● Working data:

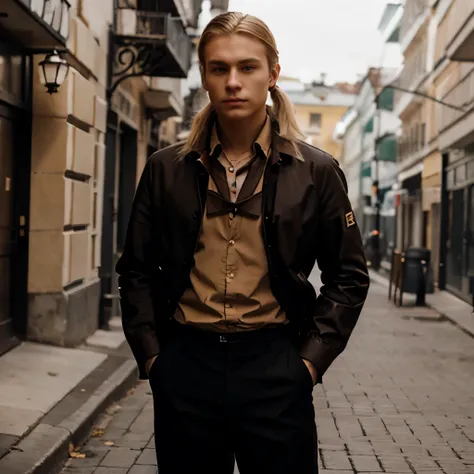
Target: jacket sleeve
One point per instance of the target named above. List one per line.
(344, 272)
(138, 279)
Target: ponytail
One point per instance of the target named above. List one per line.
(284, 113)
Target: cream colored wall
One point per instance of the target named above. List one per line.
(330, 116)
(69, 137)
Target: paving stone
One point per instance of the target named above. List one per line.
(399, 400)
(394, 464)
(78, 470)
(143, 470)
(148, 456)
(335, 460)
(111, 470)
(366, 463)
(120, 457)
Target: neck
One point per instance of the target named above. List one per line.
(238, 137)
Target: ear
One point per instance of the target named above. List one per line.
(203, 78)
(274, 75)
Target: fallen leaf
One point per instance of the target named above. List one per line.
(74, 453)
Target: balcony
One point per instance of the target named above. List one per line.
(163, 98)
(415, 14)
(413, 74)
(461, 26)
(456, 125)
(151, 44)
(37, 24)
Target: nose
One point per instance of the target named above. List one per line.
(233, 80)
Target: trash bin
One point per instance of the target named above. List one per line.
(416, 267)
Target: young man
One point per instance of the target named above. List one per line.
(224, 232)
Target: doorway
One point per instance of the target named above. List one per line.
(13, 229)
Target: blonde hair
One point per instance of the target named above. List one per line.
(282, 109)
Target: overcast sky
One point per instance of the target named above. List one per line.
(338, 37)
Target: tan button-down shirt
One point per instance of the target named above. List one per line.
(230, 288)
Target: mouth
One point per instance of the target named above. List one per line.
(234, 101)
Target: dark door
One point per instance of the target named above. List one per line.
(455, 243)
(8, 235)
(109, 217)
(127, 181)
(470, 234)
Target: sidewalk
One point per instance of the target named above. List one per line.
(50, 396)
(457, 311)
(399, 400)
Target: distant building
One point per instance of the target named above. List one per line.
(319, 107)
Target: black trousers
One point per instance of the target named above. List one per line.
(242, 397)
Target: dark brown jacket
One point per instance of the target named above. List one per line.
(307, 217)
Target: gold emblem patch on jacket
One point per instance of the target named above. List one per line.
(350, 219)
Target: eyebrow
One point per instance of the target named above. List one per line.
(217, 62)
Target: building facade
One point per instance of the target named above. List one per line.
(319, 107)
(453, 132)
(70, 161)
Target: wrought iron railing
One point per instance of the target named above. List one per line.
(169, 84)
(412, 10)
(461, 95)
(152, 26)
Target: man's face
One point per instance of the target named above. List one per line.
(237, 76)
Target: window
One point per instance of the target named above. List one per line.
(423, 134)
(315, 120)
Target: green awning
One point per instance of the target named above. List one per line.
(369, 126)
(366, 169)
(387, 149)
(385, 99)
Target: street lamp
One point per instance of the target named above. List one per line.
(53, 71)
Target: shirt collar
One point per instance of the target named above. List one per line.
(268, 138)
(263, 141)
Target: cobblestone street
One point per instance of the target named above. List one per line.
(400, 400)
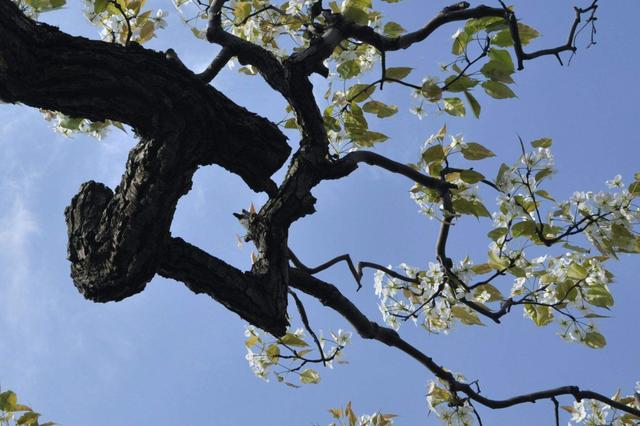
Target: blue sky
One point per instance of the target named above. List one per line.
(169, 357)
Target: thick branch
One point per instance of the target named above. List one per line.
(45, 68)
(349, 163)
(330, 296)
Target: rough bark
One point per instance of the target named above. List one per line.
(117, 238)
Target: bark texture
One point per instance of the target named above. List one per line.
(117, 239)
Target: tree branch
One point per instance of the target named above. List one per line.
(248, 53)
(349, 163)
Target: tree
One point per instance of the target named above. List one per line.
(119, 240)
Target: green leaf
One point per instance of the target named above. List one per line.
(433, 153)
(544, 194)
(380, 109)
(493, 291)
(397, 73)
(349, 69)
(465, 316)
(543, 173)
(431, 91)
(368, 138)
(542, 143)
(595, 340)
(577, 271)
(496, 234)
(567, 291)
(497, 263)
(482, 268)
(471, 176)
(576, 248)
(475, 151)
(454, 106)
(526, 228)
(393, 29)
(291, 124)
(541, 315)
(360, 92)
(634, 188)
(504, 39)
(487, 24)
(28, 418)
(8, 401)
(460, 41)
(599, 295)
(475, 208)
(455, 83)
(475, 105)
(100, 5)
(273, 353)
(438, 395)
(498, 90)
(291, 339)
(310, 376)
(500, 67)
(356, 10)
(251, 341)
(241, 10)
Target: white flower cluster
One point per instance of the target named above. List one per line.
(589, 412)
(427, 302)
(443, 403)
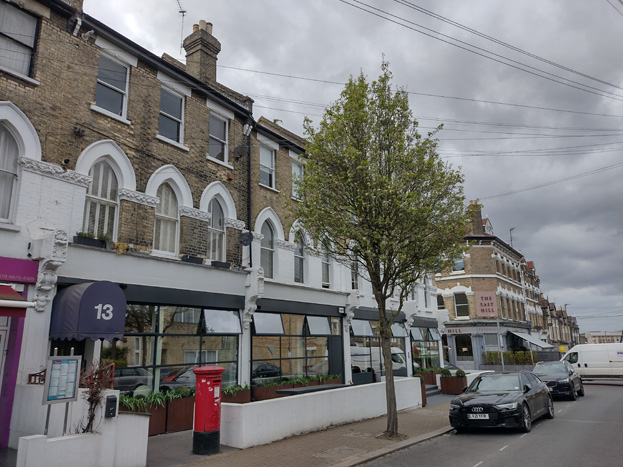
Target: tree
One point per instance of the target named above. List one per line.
(376, 191)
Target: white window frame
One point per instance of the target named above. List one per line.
(13, 190)
(158, 215)
(271, 251)
(270, 147)
(214, 231)
(298, 169)
(101, 203)
(227, 116)
(20, 42)
(299, 257)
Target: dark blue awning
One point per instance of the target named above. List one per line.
(94, 310)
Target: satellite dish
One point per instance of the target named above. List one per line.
(245, 238)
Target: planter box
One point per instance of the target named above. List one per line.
(180, 413)
(261, 394)
(241, 397)
(452, 384)
(90, 242)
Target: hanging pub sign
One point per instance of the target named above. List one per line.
(486, 304)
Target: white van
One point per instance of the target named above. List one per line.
(596, 360)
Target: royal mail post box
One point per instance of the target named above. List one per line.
(207, 430)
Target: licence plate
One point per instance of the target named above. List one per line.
(478, 416)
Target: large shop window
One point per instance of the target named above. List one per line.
(286, 346)
(17, 39)
(163, 344)
(425, 348)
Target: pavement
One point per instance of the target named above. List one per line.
(337, 446)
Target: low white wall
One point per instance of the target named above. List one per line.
(122, 444)
(246, 425)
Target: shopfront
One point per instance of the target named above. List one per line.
(15, 276)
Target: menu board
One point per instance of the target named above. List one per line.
(62, 377)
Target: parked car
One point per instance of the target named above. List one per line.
(128, 379)
(603, 361)
(561, 379)
(509, 400)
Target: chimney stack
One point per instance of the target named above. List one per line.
(475, 211)
(201, 51)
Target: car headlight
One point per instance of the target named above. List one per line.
(511, 406)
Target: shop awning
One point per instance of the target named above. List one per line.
(94, 310)
(12, 304)
(533, 340)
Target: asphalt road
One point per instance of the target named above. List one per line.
(587, 432)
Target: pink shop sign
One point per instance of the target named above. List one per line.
(18, 270)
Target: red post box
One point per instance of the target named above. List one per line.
(207, 432)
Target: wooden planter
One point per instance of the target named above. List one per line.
(242, 397)
(180, 414)
(261, 394)
(453, 384)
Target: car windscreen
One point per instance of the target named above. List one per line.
(495, 383)
(549, 369)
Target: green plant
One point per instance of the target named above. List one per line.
(233, 390)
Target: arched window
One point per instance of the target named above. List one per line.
(216, 232)
(165, 228)
(267, 249)
(8, 171)
(299, 258)
(100, 209)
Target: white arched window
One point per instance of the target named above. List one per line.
(299, 258)
(267, 249)
(165, 228)
(216, 232)
(8, 171)
(100, 209)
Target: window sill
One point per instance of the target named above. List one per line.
(166, 140)
(4, 225)
(97, 109)
(219, 162)
(15, 74)
(269, 188)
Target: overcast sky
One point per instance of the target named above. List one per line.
(530, 93)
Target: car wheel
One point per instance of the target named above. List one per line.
(526, 420)
(550, 408)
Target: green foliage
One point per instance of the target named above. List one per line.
(233, 390)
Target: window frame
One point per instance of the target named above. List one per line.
(13, 190)
(124, 93)
(179, 121)
(101, 202)
(157, 215)
(32, 48)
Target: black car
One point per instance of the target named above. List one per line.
(509, 400)
(561, 379)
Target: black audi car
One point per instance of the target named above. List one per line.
(509, 400)
(561, 379)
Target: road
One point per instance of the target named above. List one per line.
(587, 432)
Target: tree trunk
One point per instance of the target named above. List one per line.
(390, 390)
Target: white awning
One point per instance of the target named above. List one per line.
(533, 340)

● What the task requires: Could you rewrite the stretch from the line containing "Target: car wheel" through the last line, keeping every line, and shift each point's coordinates by adding 89 to both numbers?

● Output of the exercise:
Target: car wheel
One point per instance of the target named above. List one per line.
(615, 509)
(639, 497)
Target: green foliage
One point per instance of the target named above. List one per line.
(322, 479)
Target: window frame
One point per instance of the target named above. List one per line.
(102, 279)
(213, 182)
(268, 210)
(190, 291)
(246, 304)
(121, 137)
Target: black car
One point per instance of the target named above. List one per line.
(598, 489)
(650, 468)
Target: black audi car
One point per instance of the target named above. List one per line.
(598, 489)
(650, 468)
Target: road
One point per instance of the target named above. List one per line.
(676, 521)
Target: tree trunk
One point per instance of the target named above. List one per line.
(479, 479)
Target: white awning
One point per instance of the target named above. List one per line.
(622, 429)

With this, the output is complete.